Extracted data START

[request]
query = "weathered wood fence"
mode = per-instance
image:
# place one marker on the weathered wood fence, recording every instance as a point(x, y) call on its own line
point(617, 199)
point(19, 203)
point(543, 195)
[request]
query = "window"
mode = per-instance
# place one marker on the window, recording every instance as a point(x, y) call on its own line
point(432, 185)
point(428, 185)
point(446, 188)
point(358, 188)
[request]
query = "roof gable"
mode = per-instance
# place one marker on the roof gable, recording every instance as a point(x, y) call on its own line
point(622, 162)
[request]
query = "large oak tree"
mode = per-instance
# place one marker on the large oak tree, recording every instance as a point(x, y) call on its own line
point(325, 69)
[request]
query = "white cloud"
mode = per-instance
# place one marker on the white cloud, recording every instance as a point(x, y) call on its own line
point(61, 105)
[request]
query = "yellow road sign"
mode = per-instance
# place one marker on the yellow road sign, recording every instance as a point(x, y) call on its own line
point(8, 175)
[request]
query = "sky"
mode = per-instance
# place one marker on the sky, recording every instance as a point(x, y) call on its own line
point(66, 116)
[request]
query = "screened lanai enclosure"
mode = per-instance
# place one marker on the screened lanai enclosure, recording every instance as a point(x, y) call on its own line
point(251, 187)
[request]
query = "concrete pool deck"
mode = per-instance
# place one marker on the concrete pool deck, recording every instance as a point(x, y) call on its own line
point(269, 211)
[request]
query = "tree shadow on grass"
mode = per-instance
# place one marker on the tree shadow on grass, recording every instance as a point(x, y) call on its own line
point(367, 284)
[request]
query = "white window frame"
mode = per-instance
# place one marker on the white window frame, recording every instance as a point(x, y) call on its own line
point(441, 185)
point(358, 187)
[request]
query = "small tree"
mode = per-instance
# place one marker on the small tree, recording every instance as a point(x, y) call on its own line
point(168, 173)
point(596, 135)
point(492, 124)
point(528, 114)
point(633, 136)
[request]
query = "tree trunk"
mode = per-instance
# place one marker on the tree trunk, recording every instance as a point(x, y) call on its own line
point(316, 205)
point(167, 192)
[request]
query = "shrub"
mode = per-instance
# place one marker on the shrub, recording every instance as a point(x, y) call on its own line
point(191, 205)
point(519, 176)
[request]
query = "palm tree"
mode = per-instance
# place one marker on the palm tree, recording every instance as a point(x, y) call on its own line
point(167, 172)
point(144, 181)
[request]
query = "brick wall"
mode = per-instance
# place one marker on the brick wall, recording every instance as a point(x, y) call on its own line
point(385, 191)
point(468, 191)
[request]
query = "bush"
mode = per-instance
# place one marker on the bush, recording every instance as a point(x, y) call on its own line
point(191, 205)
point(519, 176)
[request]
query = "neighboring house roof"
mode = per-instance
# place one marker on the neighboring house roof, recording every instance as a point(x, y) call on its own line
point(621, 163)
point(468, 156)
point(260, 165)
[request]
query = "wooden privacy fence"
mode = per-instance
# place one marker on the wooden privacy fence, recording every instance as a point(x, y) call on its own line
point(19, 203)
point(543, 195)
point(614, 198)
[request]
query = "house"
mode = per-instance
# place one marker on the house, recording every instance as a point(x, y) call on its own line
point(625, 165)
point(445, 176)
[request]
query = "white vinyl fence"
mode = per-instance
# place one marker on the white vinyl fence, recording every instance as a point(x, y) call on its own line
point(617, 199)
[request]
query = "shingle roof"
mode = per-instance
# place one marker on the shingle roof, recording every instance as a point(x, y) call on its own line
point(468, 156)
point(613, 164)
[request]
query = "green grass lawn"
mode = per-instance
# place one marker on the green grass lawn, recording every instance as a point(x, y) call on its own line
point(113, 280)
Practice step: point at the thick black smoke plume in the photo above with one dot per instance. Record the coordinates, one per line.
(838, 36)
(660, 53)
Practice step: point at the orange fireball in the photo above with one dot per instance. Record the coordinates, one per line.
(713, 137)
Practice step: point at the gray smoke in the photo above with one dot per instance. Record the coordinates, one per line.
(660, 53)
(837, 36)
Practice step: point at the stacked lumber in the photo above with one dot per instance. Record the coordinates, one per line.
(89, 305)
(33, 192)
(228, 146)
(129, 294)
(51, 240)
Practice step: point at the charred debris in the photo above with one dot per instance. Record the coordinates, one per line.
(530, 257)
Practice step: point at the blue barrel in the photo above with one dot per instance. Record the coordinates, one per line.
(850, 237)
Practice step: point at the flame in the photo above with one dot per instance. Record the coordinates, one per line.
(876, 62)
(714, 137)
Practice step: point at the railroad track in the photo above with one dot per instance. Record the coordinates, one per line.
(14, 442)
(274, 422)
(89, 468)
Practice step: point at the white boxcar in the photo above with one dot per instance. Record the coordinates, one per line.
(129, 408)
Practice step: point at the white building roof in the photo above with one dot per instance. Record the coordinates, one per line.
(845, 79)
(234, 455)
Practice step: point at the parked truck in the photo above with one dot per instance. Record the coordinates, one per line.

Extracted data END

* **Description of the task**
Copy all data exactly, start to finish.

* **Exercise result**
[request]
query = "weathered wood fence"
mode = per-instance
image:
# place one marker on the weathered wood fence, recording every instance as a point(x, y) call on its own line
point(617, 199)
point(19, 203)
point(543, 195)
[request]
query = "window"
mode = per-instance
# place one marker on the window, recording every instance as a point(x, y) call on its own line
point(432, 185)
point(428, 185)
point(446, 188)
point(358, 188)
[request]
query = "roof gable"
mode = per-instance
# place one marker on the roof gable, recording every instance as a point(x, y) call on its own line
point(622, 162)
[request]
query = "large oak tree"
mode = per-instance
# place one marker on the large oak tree, recording every instance as a point(x, y) call on its own line
point(325, 69)
[request]
query = "white cloud"
mode = per-instance
# place one marker on the white cloud, recording every instance as a point(x, y) call on its own line
point(61, 105)
[request]
query = "yellow road sign"
mode = per-instance
# place one marker on the yellow road sign, recording every instance as a point(x, y) call on its own line
point(8, 175)
[request]
query = "sky"
mode = per-instance
# place one marker on the sky, recording every instance as a point(x, y) call on its own line
point(66, 116)
[request]
query = "screened lanai enclosure"
mode = per-instance
# place one marker on the screened lanai enclosure, recording every instance as a point(x, y) call on its own line
point(251, 187)
[request]
query = "concrete pool deck"
mode = per-instance
# place one marker on the concrete pool deck, recording every instance as a point(x, y) call on its own line
point(269, 211)
[request]
query = "tree shadow on grass"
mode = per-instance
# place one marker on the tree shadow on grass, recording every instance as a point(x, y) call on its own line
point(367, 284)
[request]
query = "white window frame"
mode = per-instance
# place one marker on the white window frame, recording every instance as a point(x, y) call on its own line
point(441, 185)
point(358, 187)
[request]
query = "small tree"
mode = per-instance
# place one marker on the small tree, recording every instance as a point(x, y) call on its own line
point(168, 173)
point(596, 135)
point(492, 124)
point(528, 114)
point(633, 136)
[request]
query = "tree trunk"
mode = per-instance
# place one marker on the tree trunk, recording every instance as a point(x, y) call on its own line
point(316, 205)
point(167, 192)
[request]
query = "shrub"
mode = per-instance
# place one marker on the shrub, recording every instance as a point(x, y) call on its own line
point(191, 205)
point(519, 176)
[request]
query = "palm tree"
mode = per-instance
# place one marker on the palm tree, recording every instance as a point(x, y) call on its own line
point(167, 172)
point(144, 181)
[request]
query = "brick wall"
mode = per-instance
# place one marker on the brick wall, recording every instance as a point(x, y) call on its own line
point(385, 191)
point(468, 191)
[request]
query = "bush"
mode = per-instance
# place one marker on the bush, recording every instance as a point(x, y) call on its own line
point(191, 205)
point(519, 176)
[request]
query = "neighboring house roof"
mode = per-instance
# place one marker on the neighboring house roof, recording every instance as a point(x, y) call on its own line
point(621, 163)
point(468, 156)
point(260, 165)
[request]
query = "wooden privacy fence"
mode = per-instance
# place one marker on the wooden privacy fence, recording every instance as a point(x, y) call on its own line
point(19, 203)
point(543, 195)
point(614, 198)
[request]
query = "house"
mode = per-instance
# place one marker on the house, recording every instance as a point(x, y) call on its own line
point(625, 165)
point(445, 176)
[request]
query = "white vinyl fence"
mode = per-instance
# place one marker on the white vinyl fence, recording every instance as a point(x, y) call on its own line
point(617, 199)
[request]
query = "shingle roof"
mode = per-instance
# place one marker on the shingle roof, recording every instance as a point(x, y) call on its own line
point(468, 156)
point(613, 164)
[request]
query = "green grass lawn"
mode = per-instance
# place one marker on the green grass lawn, recording every instance as a point(x, y) call on its own line
point(113, 280)
Practice step: point at the thick black smoke plume in the photo above with one dot per instance. Record the coordinates, one per line.
(838, 36)
(660, 53)
Practice step: point at the orange fireball in the photo above with one dot per instance. Record the coordinates, one per line.
(713, 137)
Practice step: point at the gray smoke in the photo above with one dot per instance. Record the coordinates, one per line.
(660, 53)
(837, 36)
Practice step: point at the stacked lumber in the photo above with one dot per instance. Record the coordinates, one per line.
(89, 305)
(33, 192)
(228, 146)
(129, 294)
(51, 240)
Practice step: point at the charred debris in the photo above with one dot per instance. Record the coordinates, one per line.
(530, 257)
Practice step: point at the blue barrel in the photo above with one dot per instance. Record the coordinates, one per line.
(850, 237)
Practice step: point at the flame in the photo above with one dot per instance. Record the coordinates, one per line.
(876, 62)
(714, 137)
Practice step: point at the railroad track in the photo above with one dot per instance. Record the coordinates, one per line.
(14, 442)
(274, 422)
(89, 468)
Practice step: point at the white boxcar in the photo above with one dot per instance. Record the coordinates, one per line.
(129, 408)
Practice step: point at the white building roof in the photo above with one dot per instance. Record the coordinates, one per line.
(845, 79)
(234, 455)
Practice step: point at the parked truck in the photo above with one dot per instance. Record the coordinates, one per line.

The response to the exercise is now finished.